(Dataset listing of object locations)
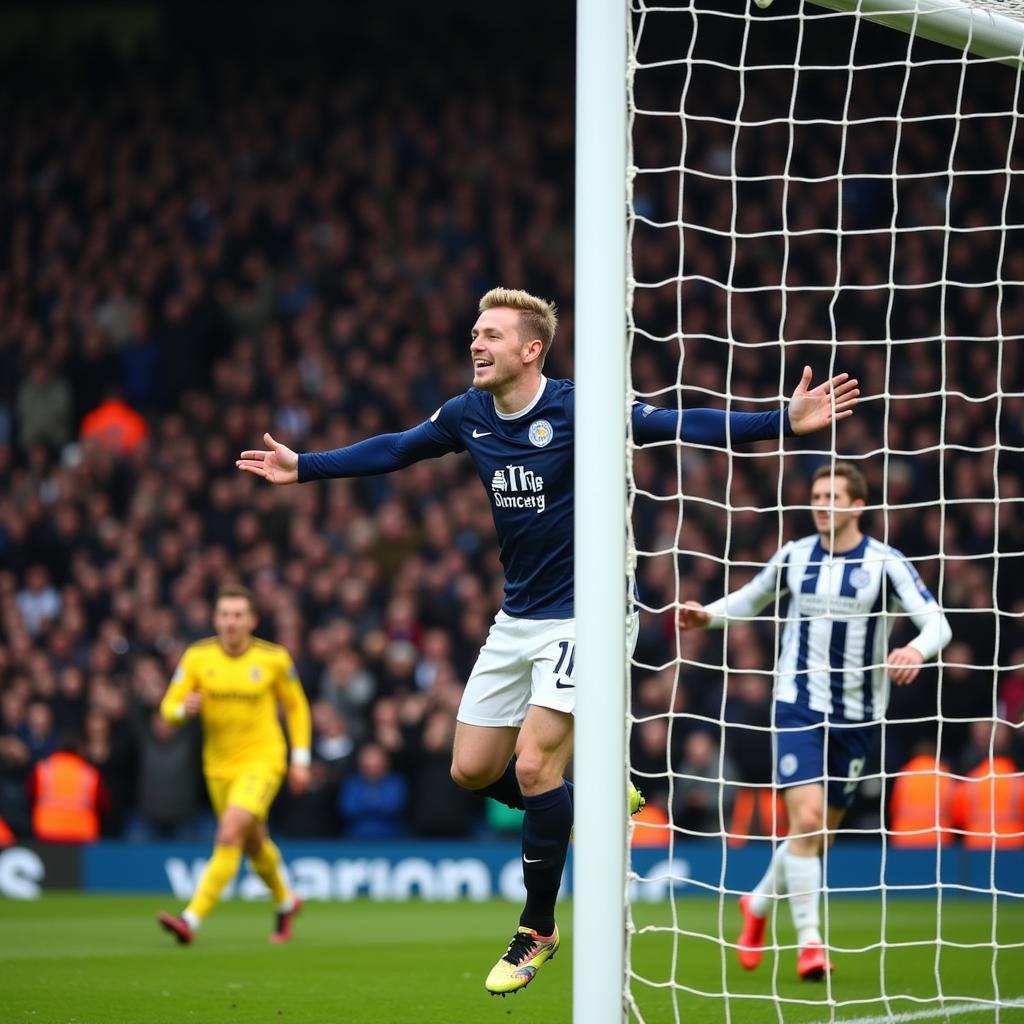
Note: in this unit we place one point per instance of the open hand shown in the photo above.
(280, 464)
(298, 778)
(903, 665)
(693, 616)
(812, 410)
* * *
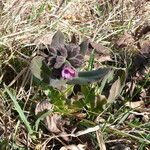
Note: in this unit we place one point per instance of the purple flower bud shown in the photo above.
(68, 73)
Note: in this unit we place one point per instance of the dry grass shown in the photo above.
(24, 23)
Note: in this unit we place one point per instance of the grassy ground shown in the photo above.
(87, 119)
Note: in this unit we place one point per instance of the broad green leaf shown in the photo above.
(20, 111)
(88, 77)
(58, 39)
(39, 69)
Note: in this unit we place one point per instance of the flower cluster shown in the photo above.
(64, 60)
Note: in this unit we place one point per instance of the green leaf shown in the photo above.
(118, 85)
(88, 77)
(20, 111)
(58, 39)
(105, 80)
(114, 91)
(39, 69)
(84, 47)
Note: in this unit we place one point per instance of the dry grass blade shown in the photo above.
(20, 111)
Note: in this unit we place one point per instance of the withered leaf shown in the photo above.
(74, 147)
--
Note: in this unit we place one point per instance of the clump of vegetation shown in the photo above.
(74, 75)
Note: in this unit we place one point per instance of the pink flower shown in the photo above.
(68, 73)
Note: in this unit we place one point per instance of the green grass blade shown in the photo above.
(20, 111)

Set exercise :: Filter the listing above, keeping only the lines that contain the string "blade". Treat uppercase and lowercase letters as different.

Solution ::
Note: in this unit we place one point per instance of the dry grass blade shown in the photo above.
Note: in this unit we place one point per instance of the green grass blade shown in the photo above.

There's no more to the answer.